▶ **Prompt**
Can you reproduce the listing that follows with every "coordinates" changed to "positions" and nothing else altered?
:: Supplied data
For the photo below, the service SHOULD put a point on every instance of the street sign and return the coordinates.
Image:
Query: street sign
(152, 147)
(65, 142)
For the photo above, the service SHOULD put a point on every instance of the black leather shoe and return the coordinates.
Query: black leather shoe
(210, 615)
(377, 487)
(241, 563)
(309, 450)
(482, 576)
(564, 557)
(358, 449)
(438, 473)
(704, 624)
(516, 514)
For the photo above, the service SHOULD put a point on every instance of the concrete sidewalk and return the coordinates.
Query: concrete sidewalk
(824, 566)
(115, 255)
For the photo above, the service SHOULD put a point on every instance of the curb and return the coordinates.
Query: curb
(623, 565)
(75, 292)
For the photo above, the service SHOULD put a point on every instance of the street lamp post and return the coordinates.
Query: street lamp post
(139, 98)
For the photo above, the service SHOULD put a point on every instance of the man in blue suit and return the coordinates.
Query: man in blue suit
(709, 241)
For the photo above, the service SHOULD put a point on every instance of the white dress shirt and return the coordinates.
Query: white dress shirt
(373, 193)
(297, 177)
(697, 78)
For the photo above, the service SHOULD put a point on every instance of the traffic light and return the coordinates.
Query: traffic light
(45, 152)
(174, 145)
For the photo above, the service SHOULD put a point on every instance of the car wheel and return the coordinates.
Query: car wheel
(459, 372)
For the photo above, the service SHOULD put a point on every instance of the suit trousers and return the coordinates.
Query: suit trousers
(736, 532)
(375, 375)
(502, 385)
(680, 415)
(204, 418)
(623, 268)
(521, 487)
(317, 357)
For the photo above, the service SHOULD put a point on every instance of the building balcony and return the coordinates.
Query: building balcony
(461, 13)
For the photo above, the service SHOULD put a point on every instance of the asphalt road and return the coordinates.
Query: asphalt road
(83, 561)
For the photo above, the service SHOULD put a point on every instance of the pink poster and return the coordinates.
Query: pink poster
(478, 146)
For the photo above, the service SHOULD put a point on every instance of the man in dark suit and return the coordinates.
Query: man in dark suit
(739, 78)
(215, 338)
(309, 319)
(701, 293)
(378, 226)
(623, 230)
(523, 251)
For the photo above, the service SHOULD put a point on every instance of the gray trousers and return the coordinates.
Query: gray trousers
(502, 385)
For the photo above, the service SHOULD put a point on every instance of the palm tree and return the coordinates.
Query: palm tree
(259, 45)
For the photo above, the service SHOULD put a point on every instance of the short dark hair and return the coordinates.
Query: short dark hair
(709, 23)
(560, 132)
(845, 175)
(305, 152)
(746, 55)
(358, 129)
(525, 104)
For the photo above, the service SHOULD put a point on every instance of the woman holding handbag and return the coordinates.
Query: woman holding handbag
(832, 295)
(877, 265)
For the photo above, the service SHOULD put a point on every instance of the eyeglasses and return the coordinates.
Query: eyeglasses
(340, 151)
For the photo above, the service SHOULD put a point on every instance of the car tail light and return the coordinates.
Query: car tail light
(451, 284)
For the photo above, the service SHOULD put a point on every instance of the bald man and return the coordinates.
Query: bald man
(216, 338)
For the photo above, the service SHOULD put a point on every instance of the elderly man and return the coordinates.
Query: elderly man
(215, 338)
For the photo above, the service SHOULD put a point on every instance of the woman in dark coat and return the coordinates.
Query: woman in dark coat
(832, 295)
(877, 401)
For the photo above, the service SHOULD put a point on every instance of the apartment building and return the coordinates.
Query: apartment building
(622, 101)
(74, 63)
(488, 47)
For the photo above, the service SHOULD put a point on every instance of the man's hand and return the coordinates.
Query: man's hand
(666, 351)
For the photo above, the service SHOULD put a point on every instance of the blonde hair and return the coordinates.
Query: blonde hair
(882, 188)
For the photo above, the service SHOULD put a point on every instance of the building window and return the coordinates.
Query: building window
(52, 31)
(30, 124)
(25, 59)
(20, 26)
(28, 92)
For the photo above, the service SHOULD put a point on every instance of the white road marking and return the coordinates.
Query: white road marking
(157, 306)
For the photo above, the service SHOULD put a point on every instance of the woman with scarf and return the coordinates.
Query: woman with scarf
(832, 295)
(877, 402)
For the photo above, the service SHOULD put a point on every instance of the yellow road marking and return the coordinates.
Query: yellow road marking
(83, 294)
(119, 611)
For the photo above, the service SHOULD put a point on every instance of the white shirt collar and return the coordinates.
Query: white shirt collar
::::
▶ **Exercise result**
For the photo below, the service SHOULD put a point on every instance of the street sign and return the positions.
Image:
Query: street sign
(152, 147)
(65, 142)
For the photo above, the service SHOULD put a point on every instance of the black leather shoe and return the positions.
Query: black leather shoe
(210, 615)
(377, 487)
(241, 563)
(309, 450)
(482, 576)
(564, 557)
(358, 449)
(438, 473)
(704, 624)
(516, 514)
For the photo above, the service SHOULD put a point on every instance of the concrete sidewalk and return the positions.
Query: concrete sidewalk
(824, 566)
(115, 255)
For the photo above, the service SHOULD put a point on every instance of the curb and return the positions.
Query: curb
(623, 565)
(75, 292)
For the photo above, the service SHOULD put a point on every instance of the street lamp post and return the positions.
Query: street lamp post
(139, 98)
For the photo above, the service SHOULD put a point on every instance of the man in blue suit and return the positions.
Query: man in blue suit
(709, 241)
For the photo above, the service SHOULD put a point on every instance of the white dress shirt and return the positions.
Query: white dress shirt
(373, 193)
(297, 177)
(697, 78)
For the photo above, the service SHOULD put a point on every instance of the traffic light and return the positions.
Query: traffic light
(45, 152)
(174, 145)
For the photo above, the service SHOULD put a point on every instance of the car wheel and return the positions.
Query: car wheel
(459, 372)
For the photo above, the service SHOULD put a point on every instance of the suit trousers and return the positions.
Query: suit trousers
(736, 532)
(375, 375)
(502, 385)
(680, 415)
(204, 418)
(623, 268)
(521, 487)
(317, 357)
For the photo above, the service SHOULD put a point on every instance of the building balcony and return the positions.
Query: building balcony
(461, 13)
For the photo above, the service SHOULD put a point on every instance of the asphalt road and return the positions.
Query: asphalt road
(83, 561)
For the photo above, the service SHOULD put a point on every instance of the pink poster and return the positions.
Query: pink poster
(478, 146)
For the photo above, the service SHOULD put a point on every instance of the man in dark suit and return the positions.
Query: man in dark suit
(739, 78)
(215, 338)
(309, 319)
(701, 293)
(378, 226)
(623, 230)
(523, 251)
For the photo above, the service SHOULD put a point on every instance of the gray trousers and return the positions.
Query: gray trousers
(502, 385)
For the photo above, the service SHOULD put a point on every instance of the palm tree and return the positions.
Query: palm tree
(259, 45)
For the photo above, the service SHOULD put a point on every instance of the short dark hair and return the positions.
Query: short dark hair
(709, 23)
(560, 132)
(845, 175)
(305, 152)
(746, 55)
(358, 129)
(525, 104)
For the photo above, the service SHOULD put a point on every instance of the woman holding handbag and return the positions.
Query: woman holding handbag
(832, 295)
(877, 265)
For the photo above, the service SHOULD put a point on every instance of the eyeglasses and return the positions.
Query: eyeglasses
(340, 151)
For the photo above, the service SHOULD put a point on every instance of the car tail light and return the positions.
Query: car tail light
(451, 284)
For the photo above, the service SHOULD put a point on every instance of the bald man and return the positions.
Query: bald man
(216, 338)
For the photo above, the service SHOULD put a point on every instance of the elderly man and return the positions.
Query: elderly man
(215, 338)
For the photo above, the service SHOULD put a point on every instance of the woman in dark coat and return the positions.
Query: woman in dark coat
(832, 295)
(877, 401)
For the photo above, the service SHOULD put a point on every instance of the apartment building and return the positions.
Query: apartment building
(622, 101)
(74, 63)
(488, 47)
For the photo above, the service SHOULD put a point on every instance of the man's hand and return the positions.
Query: man's hand
(666, 351)
For the photo above, the service SHOULD put a point on every instance of the blonde hair and return the positions.
Query: blonde hair
(882, 188)
For the photo above, the service SHOULD put a point on every instance of the building window and return the positions.
Query: building window
(52, 31)
(30, 124)
(25, 59)
(20, 26)
(28, 92)
For the photo above, the service SHOULD put a point on every instance of the white road marking and return the positions.
Query: white road marking
(157, 306)
For the photo above, the service SHOULD put a point on every instance of the woman with scarf and return the positions.
Query: woman with scarf
(832, 295)
(877, 402)
For the photo above, the service SHOULD put a point on every instance of the yellow road marking and return the positions.
Query: yellow road marking
(83, 294)
(119, 611)
For the photo above, the service SHOULD put a point on every instance of the white shirt collar and return the positions.
Query: white shirt collar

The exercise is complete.